■ WHAT YOU HAVE TO DO: Rewrite every line of the items from the start through the line containing "[0,54,310,250]", inclusive, increasing each bounding-box coordinate in the answers by 134 and leaving all other text unchanged.

++++++++

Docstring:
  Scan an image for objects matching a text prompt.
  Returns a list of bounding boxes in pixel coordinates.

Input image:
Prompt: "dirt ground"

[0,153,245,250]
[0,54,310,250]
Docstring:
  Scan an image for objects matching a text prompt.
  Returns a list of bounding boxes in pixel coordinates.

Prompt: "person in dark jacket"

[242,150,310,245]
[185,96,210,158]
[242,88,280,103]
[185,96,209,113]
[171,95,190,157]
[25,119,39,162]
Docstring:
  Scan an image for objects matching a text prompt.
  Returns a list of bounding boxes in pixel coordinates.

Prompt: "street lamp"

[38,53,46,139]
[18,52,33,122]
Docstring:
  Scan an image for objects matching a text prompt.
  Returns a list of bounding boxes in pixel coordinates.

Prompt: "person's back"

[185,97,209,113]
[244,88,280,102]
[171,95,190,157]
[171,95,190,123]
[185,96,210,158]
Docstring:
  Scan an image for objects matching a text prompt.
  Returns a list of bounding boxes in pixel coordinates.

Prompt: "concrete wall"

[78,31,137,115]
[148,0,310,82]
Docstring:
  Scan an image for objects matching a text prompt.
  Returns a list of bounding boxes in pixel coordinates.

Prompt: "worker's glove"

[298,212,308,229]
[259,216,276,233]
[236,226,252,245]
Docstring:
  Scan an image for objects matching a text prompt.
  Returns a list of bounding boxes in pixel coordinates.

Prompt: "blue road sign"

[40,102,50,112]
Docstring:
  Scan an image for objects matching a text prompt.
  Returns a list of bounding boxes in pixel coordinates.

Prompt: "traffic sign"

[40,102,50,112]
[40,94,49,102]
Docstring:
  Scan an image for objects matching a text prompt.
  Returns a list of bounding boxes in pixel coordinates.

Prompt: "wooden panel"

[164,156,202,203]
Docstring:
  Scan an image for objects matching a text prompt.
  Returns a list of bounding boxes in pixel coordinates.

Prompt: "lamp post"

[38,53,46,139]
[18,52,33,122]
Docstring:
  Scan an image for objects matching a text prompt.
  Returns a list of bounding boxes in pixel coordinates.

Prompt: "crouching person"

++++++++

■ WORKED ANSWER:
Docstring:
  Scan an image for objects matching a text prompt.
  Returns a list of bounding boxes in pixel coordinates.

Input image:
Prompt: "dirt ground"

[134,287,379,384]
[134,188,444,384]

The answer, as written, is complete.